YOUR OBJECTIVE -> Go through the data and copy each line where the word "open" shows up.

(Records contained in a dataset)
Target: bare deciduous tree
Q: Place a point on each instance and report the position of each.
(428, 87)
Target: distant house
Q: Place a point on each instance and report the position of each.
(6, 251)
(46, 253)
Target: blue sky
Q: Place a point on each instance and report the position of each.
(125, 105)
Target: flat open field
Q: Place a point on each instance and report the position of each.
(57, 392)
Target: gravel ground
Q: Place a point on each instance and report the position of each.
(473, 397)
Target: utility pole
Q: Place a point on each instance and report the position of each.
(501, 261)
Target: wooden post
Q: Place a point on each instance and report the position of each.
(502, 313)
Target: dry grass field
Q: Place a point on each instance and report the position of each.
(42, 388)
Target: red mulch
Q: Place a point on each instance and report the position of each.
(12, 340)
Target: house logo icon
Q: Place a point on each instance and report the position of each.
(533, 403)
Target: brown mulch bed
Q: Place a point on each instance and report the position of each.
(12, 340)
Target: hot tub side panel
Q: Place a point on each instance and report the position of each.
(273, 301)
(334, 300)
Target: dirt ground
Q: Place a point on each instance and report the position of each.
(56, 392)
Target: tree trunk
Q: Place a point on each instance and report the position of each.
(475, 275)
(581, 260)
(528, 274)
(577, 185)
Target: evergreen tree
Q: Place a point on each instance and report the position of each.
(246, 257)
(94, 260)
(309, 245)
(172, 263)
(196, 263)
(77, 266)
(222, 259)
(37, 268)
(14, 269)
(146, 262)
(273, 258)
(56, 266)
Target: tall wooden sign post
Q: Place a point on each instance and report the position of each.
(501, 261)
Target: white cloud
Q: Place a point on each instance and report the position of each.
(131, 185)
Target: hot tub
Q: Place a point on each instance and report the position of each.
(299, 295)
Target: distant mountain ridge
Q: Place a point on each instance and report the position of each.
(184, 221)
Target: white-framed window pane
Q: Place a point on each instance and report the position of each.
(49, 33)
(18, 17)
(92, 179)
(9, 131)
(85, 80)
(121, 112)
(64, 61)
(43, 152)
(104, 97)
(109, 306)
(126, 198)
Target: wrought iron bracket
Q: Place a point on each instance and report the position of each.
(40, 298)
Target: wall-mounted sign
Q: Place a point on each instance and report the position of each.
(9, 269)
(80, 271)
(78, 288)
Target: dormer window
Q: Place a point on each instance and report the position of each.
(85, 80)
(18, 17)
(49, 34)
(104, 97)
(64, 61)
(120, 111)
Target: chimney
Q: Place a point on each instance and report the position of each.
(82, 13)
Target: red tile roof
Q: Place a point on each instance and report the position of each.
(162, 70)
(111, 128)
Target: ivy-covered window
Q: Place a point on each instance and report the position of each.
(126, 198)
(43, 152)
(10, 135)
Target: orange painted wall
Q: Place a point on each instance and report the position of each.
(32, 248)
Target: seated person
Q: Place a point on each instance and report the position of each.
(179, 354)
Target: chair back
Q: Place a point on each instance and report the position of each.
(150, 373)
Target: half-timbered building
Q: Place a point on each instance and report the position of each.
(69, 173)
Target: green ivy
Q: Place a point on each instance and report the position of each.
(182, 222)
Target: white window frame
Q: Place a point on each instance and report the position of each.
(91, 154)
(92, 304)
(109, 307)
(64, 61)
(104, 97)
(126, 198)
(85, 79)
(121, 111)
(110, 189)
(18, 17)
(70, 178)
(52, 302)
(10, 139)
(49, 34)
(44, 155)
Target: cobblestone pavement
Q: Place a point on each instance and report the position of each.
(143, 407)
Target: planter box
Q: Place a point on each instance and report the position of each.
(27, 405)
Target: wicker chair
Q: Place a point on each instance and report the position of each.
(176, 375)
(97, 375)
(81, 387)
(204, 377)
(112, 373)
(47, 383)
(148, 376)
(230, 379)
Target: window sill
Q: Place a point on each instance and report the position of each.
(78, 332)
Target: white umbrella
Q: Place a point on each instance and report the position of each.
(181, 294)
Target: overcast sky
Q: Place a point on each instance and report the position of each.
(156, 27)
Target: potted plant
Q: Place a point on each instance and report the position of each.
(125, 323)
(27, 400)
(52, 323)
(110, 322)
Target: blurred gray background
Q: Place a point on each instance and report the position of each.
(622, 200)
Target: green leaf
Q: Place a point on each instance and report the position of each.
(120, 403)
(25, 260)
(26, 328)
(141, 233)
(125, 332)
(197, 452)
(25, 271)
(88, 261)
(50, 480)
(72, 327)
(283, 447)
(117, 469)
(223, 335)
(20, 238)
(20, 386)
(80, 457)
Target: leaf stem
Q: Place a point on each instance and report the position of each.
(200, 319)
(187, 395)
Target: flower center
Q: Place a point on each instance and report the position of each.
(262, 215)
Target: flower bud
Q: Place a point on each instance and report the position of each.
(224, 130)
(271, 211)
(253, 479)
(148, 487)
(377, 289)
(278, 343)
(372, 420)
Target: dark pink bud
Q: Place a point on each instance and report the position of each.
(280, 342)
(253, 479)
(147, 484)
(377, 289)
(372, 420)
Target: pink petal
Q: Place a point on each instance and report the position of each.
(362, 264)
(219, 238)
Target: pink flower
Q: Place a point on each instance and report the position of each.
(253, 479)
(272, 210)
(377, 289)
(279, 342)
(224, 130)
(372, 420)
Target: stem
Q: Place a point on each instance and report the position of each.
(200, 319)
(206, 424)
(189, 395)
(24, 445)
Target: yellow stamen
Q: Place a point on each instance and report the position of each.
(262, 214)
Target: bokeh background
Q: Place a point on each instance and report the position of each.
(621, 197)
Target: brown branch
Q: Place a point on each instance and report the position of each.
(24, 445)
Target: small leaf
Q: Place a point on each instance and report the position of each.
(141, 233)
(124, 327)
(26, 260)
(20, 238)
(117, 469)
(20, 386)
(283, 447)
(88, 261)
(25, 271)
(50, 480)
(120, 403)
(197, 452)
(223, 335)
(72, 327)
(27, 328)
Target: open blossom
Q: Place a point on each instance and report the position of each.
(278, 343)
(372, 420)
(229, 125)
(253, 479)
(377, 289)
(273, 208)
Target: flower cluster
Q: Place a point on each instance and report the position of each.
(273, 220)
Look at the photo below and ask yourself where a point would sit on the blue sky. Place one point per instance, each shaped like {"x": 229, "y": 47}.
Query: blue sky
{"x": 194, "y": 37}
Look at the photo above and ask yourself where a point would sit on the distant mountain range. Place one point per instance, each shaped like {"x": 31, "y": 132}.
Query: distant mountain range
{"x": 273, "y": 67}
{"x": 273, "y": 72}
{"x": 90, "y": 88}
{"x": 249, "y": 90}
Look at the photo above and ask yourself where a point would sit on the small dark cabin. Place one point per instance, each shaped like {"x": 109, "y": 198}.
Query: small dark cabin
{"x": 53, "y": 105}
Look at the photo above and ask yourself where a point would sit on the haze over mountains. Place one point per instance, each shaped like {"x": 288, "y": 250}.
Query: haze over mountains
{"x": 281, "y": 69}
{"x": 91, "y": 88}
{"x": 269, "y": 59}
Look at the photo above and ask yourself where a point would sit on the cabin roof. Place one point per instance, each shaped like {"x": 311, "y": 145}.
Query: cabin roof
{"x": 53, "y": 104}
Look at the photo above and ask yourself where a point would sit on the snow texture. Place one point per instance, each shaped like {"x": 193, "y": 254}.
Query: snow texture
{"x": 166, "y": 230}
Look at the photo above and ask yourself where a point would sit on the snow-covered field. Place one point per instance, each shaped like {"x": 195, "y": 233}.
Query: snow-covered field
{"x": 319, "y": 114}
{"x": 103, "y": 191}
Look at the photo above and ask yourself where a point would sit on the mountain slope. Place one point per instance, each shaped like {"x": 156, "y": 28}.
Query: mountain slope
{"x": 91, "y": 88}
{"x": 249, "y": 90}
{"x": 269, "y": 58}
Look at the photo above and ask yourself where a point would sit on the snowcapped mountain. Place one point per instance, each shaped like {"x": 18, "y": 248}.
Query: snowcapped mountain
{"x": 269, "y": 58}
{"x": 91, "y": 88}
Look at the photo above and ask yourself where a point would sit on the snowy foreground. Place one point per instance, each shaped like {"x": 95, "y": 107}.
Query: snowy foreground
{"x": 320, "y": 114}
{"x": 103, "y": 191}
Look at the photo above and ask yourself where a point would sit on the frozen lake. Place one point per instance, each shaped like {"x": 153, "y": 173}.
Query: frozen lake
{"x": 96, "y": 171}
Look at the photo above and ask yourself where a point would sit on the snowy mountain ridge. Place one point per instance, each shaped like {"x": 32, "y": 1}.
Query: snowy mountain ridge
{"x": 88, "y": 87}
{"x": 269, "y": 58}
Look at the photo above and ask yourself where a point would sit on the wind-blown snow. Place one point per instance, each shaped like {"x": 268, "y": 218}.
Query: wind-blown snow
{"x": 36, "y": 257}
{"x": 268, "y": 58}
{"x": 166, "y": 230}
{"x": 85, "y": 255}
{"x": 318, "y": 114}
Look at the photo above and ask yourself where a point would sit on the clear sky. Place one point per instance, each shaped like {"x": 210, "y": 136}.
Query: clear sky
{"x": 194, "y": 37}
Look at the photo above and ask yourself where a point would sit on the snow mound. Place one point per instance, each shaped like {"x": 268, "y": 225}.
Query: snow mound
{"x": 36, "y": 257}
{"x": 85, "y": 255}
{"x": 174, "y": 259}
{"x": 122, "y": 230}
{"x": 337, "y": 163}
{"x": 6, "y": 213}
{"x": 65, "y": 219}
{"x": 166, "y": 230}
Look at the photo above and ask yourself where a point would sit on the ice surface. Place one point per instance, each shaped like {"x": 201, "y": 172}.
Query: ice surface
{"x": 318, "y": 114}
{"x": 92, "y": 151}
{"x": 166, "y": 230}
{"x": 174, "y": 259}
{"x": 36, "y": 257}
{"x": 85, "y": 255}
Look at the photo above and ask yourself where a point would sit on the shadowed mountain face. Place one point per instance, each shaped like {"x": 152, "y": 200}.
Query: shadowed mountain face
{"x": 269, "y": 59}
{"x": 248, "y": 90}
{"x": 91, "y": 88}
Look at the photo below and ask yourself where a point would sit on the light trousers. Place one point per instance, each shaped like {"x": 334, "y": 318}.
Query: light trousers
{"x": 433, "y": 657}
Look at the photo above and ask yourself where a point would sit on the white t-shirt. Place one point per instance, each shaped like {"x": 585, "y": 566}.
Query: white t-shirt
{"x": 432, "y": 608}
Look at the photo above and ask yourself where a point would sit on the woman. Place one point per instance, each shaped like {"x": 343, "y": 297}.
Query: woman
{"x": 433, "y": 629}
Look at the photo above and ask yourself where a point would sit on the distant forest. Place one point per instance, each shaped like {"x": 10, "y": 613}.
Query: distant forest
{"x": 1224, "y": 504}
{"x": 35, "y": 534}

ANSWER TO THIS TASK ->
Target: flat open field
Target: open blossom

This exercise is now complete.